Dokumentauszug
Für sogenannte gefangene Leewellen (engl. trapped lee waves) müsste 
die Windgeschwindigkeit über den Bergkuppen rasch zunehmen mit einer 
gleichzeitigen Abnahme der Stabilität (vorübergehende Abnahme der 
Temperatur mit der Höhe). Radiosondendaten aus der Umgebung (hier 
nicht gezeigt) unterstützen diese Theorie jedoch nicht.
Somit könnte es sich in diesem Fall um vertikal wandernde Leewellen 
handeln, die entstehen, wenn die Stabilität mit der Höhe zunimmt (die
Temperatur nimmt mit der Höhe vorübergehend zu). Gleichzeitig kommt 
es zu keiner signifikanten Änderung der Windgeschwindigkeit mit der 
Höhe. Diese Bedingungen waren an diesem Tag in der Tat vorhanden. 

Der kleine Haken daran ist, dass diese Wellen kaum eine Verlagerung 
stromab der Gebirge aufweisen (Hauptfluss der Wellenenergie ist in 
die Vertikale und weniger in die Horizontale gerichtet). In diesem 
Bild kann jedoch nicht ausgeschlossen werden, dass durch die orange 
hervorgehobenen Wellen diese Wellendynamik zu erkennen war, da auch 
deren Ausrichtung in etwa parallel zur Orografie verlief.

Schaut man sich nun die Höhe aller Wolken näher an und zieht örtliche
LIDARs zu Rate, dann erkennt man, dass im Verlauf des Nachmittags 
nach regionalem Abbau einer Inversion in rund 2km über Grund eine 
weitere Wolkenschicht in rund 6 bis 7 km Höhe von Westen aufzog (hier
nicht gezeigt). Wieso war das von Interesse? An diesem Samstag schob 
sich von Westen vorderseitig eines Höhenkeils ein Band mit sehr hohen
Windgeschwindigkeiten in großer Höhe (der sogenannte ??jet stream?)

Datenauszug
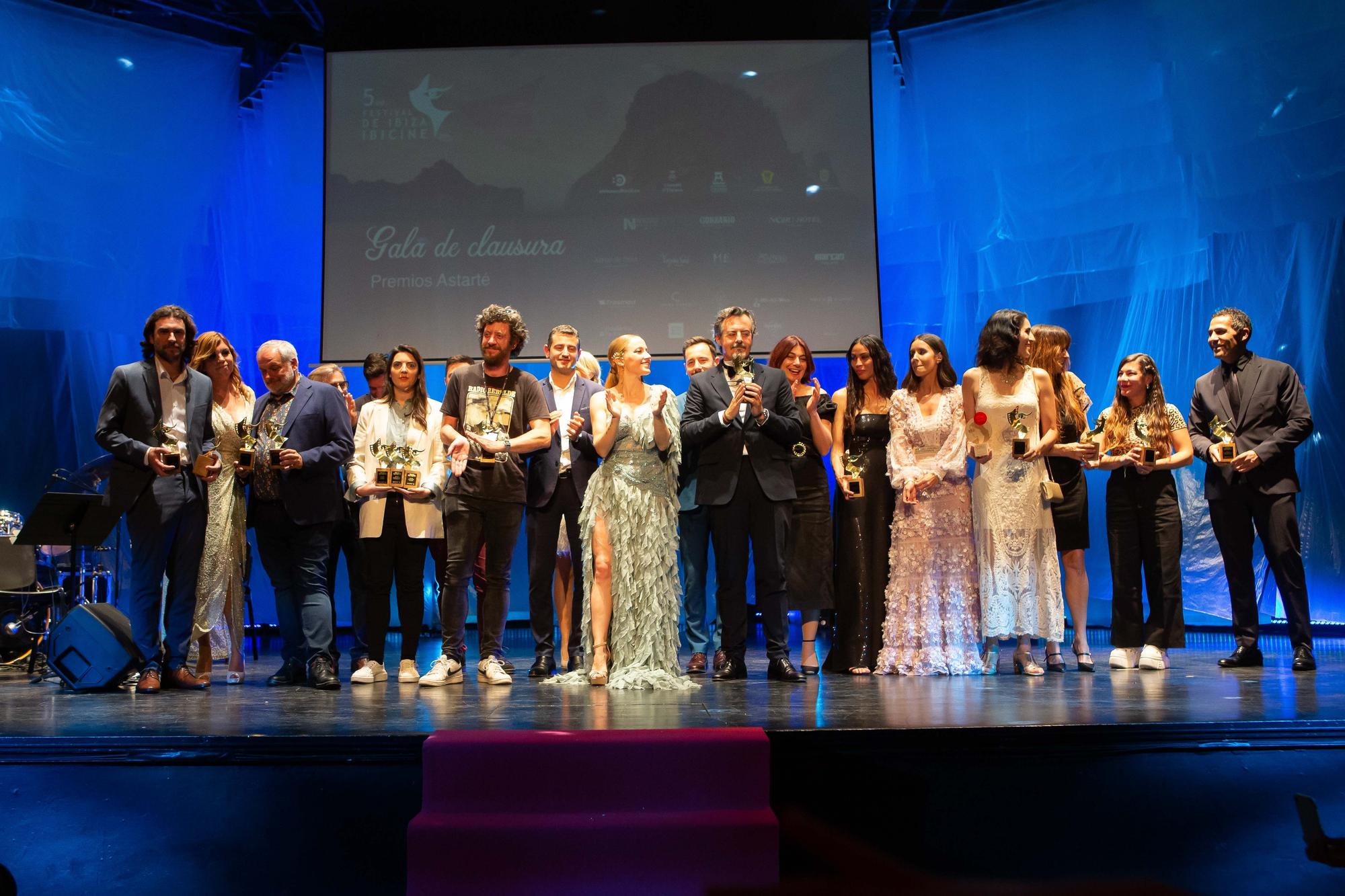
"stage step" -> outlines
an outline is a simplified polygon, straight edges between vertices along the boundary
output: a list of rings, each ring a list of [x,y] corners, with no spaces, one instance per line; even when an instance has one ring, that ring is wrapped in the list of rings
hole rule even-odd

Anforderung 1
Prüfen Sie anhand des Dokumentauszugs, ob die folgenden Aussagen zutreffen, und antworten Sie jeweils mit Ja oder Nein samt der entscheidenden Textstelle im genauen Wortlaut: (a) Radiosondendaten aus der Umgebung stützen die Theorie der gefangenen Leewellen. (b) Vertikal wandernde Leewellen entstehen, wenn die Stabilität mit der Höhe zunimmt. (c) Die weitere Wolkenschicht in rund 6 bis 7 km Höhe zog von Osten auf.
Anforderung 2
Führen Sie sämtliche eingeklammerten Zusätze aus den ersten beiden Absätzen des Dokumentauszugs wörtlich auf.
Anforderung 3
Übertragen Sie diesen Satz aus dem Dokumentauszug ins Englische: „Der kleine Haken daran ist, dass diese Wellen kaum eine Verlagerung stromab der Gebirge aufweisen (Hauptfluss der Wellenenergie ist in die Vertikale und weniger in die Horizontale gerichtet).“
Maßgeblich ist allein der Dokumentauszug.

Ergebnis 1
(a) Nein: „Radiosondendaten aus der Umgebung (hier nicht gezeigt) unterstützen diese Theorie jedoch nicht.“
(b) Ja: „die entstehen, wenn die Stabilität mit der Höhe zunimmt“
(c) Nein: „weitere Wolkenschicht in rund 6 bis 7 km Höhe von Westen aufzog“

Ergebnis 2
- engl. trapped lee waves
- vorübergehende Abnahme der Temperatur mit der Höhe
- hier nicht gezeigt
- die Temperatur nimmt mit der Höhe vorübergehend zu
- Hauptfluss der Wellenenergie ist in die Vertikale und weniger in die Horizontale gerichtet

Ergebnis 3
The small catch is that these waves show hardly any displacement downstream of the mountains (the main flow of wave energy is directed vertically rather than horizontally).